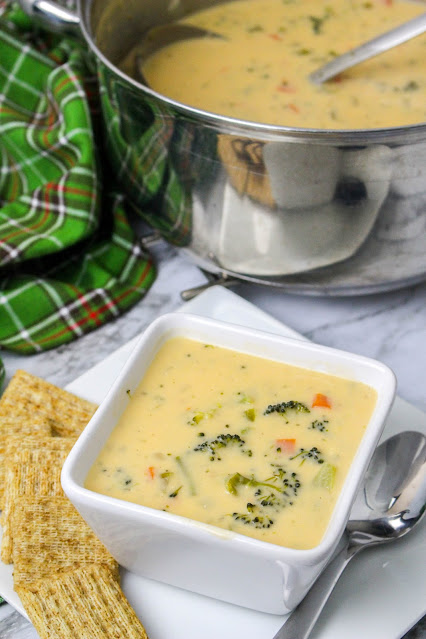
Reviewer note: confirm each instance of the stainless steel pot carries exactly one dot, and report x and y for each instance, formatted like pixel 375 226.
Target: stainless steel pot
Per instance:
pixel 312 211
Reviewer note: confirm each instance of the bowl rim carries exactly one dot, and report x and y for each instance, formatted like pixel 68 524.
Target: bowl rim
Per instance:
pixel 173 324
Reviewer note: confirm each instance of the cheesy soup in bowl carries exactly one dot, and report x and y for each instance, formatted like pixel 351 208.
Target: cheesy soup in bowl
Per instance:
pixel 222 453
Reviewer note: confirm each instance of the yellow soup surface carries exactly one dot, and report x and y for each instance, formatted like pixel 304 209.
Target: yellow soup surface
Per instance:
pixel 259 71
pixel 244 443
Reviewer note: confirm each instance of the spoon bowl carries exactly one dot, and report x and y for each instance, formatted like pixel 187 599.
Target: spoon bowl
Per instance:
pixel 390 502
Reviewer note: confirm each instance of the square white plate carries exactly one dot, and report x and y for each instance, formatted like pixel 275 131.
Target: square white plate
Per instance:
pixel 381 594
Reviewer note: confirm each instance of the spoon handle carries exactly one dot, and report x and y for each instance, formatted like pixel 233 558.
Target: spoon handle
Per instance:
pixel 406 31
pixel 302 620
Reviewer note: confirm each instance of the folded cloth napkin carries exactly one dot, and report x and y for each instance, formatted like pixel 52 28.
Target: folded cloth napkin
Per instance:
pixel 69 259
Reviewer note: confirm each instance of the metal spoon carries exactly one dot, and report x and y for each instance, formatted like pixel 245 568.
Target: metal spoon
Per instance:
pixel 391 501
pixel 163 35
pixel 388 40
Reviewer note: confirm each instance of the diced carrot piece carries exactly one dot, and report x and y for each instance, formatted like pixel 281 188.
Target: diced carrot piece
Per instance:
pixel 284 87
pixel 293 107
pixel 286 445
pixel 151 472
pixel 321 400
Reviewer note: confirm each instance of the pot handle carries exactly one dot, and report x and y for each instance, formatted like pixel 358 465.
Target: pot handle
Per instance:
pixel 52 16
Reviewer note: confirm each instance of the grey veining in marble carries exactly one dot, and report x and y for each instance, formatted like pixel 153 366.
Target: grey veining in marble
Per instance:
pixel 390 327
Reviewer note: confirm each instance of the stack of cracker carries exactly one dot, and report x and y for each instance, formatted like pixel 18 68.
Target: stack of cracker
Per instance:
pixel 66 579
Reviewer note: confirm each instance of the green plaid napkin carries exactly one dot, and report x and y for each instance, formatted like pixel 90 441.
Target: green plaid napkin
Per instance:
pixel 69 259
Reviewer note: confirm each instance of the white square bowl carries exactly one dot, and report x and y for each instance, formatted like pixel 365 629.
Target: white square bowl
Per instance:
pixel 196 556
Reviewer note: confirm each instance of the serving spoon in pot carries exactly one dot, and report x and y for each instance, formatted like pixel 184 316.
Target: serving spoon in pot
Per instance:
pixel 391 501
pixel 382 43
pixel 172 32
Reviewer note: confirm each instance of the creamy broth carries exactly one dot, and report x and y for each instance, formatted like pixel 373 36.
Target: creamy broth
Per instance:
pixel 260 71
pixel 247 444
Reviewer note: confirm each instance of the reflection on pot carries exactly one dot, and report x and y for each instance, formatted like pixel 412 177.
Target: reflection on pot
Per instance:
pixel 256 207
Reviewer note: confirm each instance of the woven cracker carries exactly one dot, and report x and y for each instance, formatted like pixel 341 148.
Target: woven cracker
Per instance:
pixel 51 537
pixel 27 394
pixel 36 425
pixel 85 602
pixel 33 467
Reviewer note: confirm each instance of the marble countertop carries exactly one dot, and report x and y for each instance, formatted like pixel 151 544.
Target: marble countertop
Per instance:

WORK INSTRUCTION: Only the words belong in your copy: restate the data above exactly and leave the images out.

ANSWER TO THIS EXERCISE:
Reviewer note: confirm each instance of the stainless steel pot carries exactly one dot, and report x and y for each instance, formatted like pixel 375 226.
Target: stainless steel pot
Per instance:
pixel 312 211
Reviewer note: confirm each instance of the bowl rim carries exactly one dot, and report x and y for each instance, formatted like pixel 68 524.
Target: bowl rim
Per instance:
pixel 173 324
Reviewer note: confirm each instance of the cheesy soup in bowl carries exactly one dot, and report x and y for each instance, formatted like pixel 351 208.
Target: cheesy soup in bowl
Per instance:
pixel 222 453
Reviewer note: confirm each instance of the yellow soup surface carries exactly one dot, and report x and y for each instance, formatted like pixel 304 209.
Target: yellow soup surface
Per instance:
pixel 259 71
pixel 244 443
Reviewer note: confirm each instance of the spoon bowl carries exactly one dot, and report x and y for each instance, formatted like pixel 187 599.
Target: spoon bowl
Per instance:
pixel 390 502
Reviewer note: confirm each instance of the square white plate carries exactly one dot, and report x and y for each instance, formatted like pixel 275 131.
Target: square white plate
Per instance:
pixel 381 594
Reviewer note: confirm each instance of the spoon handle carries exactly one dot, and report x and y for each instance, formatted like pixel 233 558.
Target: spoon handle
Per instance:
pixel 406 31
pixel 302 620
Reviewer note: confirm each instance of the folded cloth napkin carries exactly one dot, and report x and y for each instance, formatted like pixel 52 28.
Target: folded cloth napkin
Per instance:
pixel 69 259
Reviewer note: confirm each instance of the metal spoon carries exactly one dot, and report x and y for each instance, formatted like pixel 245 568.
Target: metal spoon
Per instance:
pixel 391 501
pixel 163 35
pixel 388 40
Reviewer note: confirm each instance of the diced carrot piece carries exactly one dot, and report x and y for each instance, formatted like pixel 281 188.
Target: diced carrot piece
Per instance:
pixel 284 87
pixel 293 107
pixel 286 445
pixel 151 472
pixel 321 400
Reviewer note: confirm each instance of the pot handle carries exactly one dot, and report x and y for each instance, formatted like pixel 358 465.
Target: pot handle
Per instance:
pixel 52 16
Reviewer note: confirm each instance of the grey veining in marble carries exactly one dot, and report x and y for each instance, formatted like pixel 153 366.
Target: grey veining in marble
Per instance:
pixel 390 327
Reviewer note: confirm each instance of the stack of cracker carries exactly one dot, and report x and y for each instance, formatted like pixel 18 68.
Target: stack of cracker
Per instance:
pixel 66 579
Reviewer note: confirm each instance of the green plaid napkin carries exactly one dot, and report x and y for each instance, formatted like pixel 90 441.
Target: green plaid napkin
Per instance:
pixel 69 259
Reviewer note: confirm each instance of the white square bowl carries exactly one dot, and report x and y for each instance, formatted like pixel 365 629.
Target: white square bowl
Per instance:
pixel 196 556
Reviewer note: confirm each instance of the serving spoon in pot carries exactly one dot, and report x and y for each instance, formatted like pixel 184 316.
Target: serving spoon in pot
Per instance:
pixel 391 501
pixel 382 43
pixel 172 32
Reviewer note: confirm each instance of the creamy broth carries exactly one dot, and report x and y for each instance, formatted like pixel 373 36.
Target: creamy broth
Per instance:
pixel 260 71
pixel 247 444
Reviewer note: confirm each instance of the reflection on pot carries exactly one dot, and report x and y for each instance, formatted like pixel 412 177.
Target: reflection on pot
Per instance:
pixel 256 207
Reviewer note: confirm each instance of the woven cracker carries exactly one dot, and report x and y for each instance, formatted like pixel 341 148.
Target: woven cracker
Per instance:
pixel 51 537
pixel 27 394
pixel 36 425
pixel 85 602
pixel 33 467
Reviewer note: confirm each instance of the marble countertop carries exactly one dot, and report x and y for each instance, formatted like pixel 151 544.
Target: marble countertop
Per instance:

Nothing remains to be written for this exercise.